#### Text excerpt ####

The past year has been like a roller coaster for Donn Allen. And he’d like to get off.
Last fall, Allen and his wife Rachel, owners of Allen’s Crosley Lanes bowling center, decided to sell their property to a developer and retire.
But a city moratorium on new developments in the neighborhood ended those plans.
“We reversed course and said ‘you know, we’re going to reinvest in the facility,’ ” Allen said.
Allen was approved for a loan that would pay for improvements like new pinsetters, scoring system and flooring. “A host of amenities that would transform the center,” he said.
Then the COVID-19 pandemic hit, closing Crosley Lanes and other bowling centers across that state in March. Most have not been allowed to reopen since, and Allen’s lender won’t close on the loan until the center is able to reopen.
“I don’t blame them,” Allen said. “It’s a $1 million project, and they want to make sure we have a future. And right now, that future is in doubt with the governor’s proclamation when it comes to bowling centers.”

#### Data supplied ####

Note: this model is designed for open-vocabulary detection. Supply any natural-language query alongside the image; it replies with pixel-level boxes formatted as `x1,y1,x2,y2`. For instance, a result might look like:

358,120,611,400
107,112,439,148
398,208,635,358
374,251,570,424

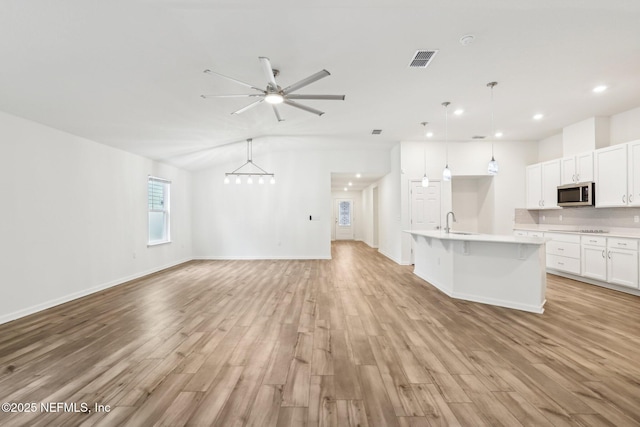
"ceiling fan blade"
282,70,331,94
231,99,264,114
272,105,284,122
284,98,324,116
200,93,264,99
287,93,344,101
259,56,278,90
204,70,264,92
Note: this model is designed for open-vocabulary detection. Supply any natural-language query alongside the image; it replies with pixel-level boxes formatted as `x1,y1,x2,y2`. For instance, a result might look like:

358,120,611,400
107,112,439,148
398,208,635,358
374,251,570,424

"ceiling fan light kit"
224,138,276,184
201,56,345,122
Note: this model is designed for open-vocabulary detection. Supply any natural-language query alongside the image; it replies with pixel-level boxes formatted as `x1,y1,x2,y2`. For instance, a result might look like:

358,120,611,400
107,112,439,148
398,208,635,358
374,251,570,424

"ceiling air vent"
409,50,438,68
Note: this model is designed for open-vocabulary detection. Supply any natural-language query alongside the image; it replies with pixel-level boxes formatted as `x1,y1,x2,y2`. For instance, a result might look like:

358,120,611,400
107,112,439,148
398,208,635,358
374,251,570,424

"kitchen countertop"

####

▶ _Your assignment_: Extend the news story about Donn Allen and Crosley Lanes, picking up right after its final quote.

▶ _Answer area_:
Bowling centers were among the businesses that would be allowed to open in Phase 3 of Gov. Jay Inslee’s reopening plan. In late June, that appeared to be days away in Clark County.
But as the number of new cases in the state spiked last month, Inslee paused the reopening process indefinitely, leaving bowling centers in limbo.
So on Saturday, Crosley Lanes joined a statewide initiative — Rally for the Alley — to raise awareness to the plight of bowling centers. About 30 people turned out to hold up signs and wave at passing cars along Evergreen Boulevard, seeking support to reopen bowling.
“We’re small, but we’re vocal,” Allen said.
Bowling center owners like Allen and Dennis and Robin Bailey, who own and operate Tiger Bowl in Battle Ground, believe they have done their part, from installing plexiglass at all point-of-sale locations, putting in sanitizing stations and creating social distancing protocols throughout their facilities.
“We even have disposable rental shoes, kind of like what doctors and nurses use, the booties that slip over your normal shoes,” Allen said. “We knew there were going to be a lot of people worried about putting their feet in shoes that someone else was just wearing, even though we’ve been sanitizing shoes for decades.”
Dennis Bailey said his customers are ready to do their part, too.
“Our bowlers that we’ve talked to, they know they are going to be masked up the whole time when we open back up,” Dennis Bailey said. “Whatever it takes, they’re OK with it, if it means they get to bowl again.”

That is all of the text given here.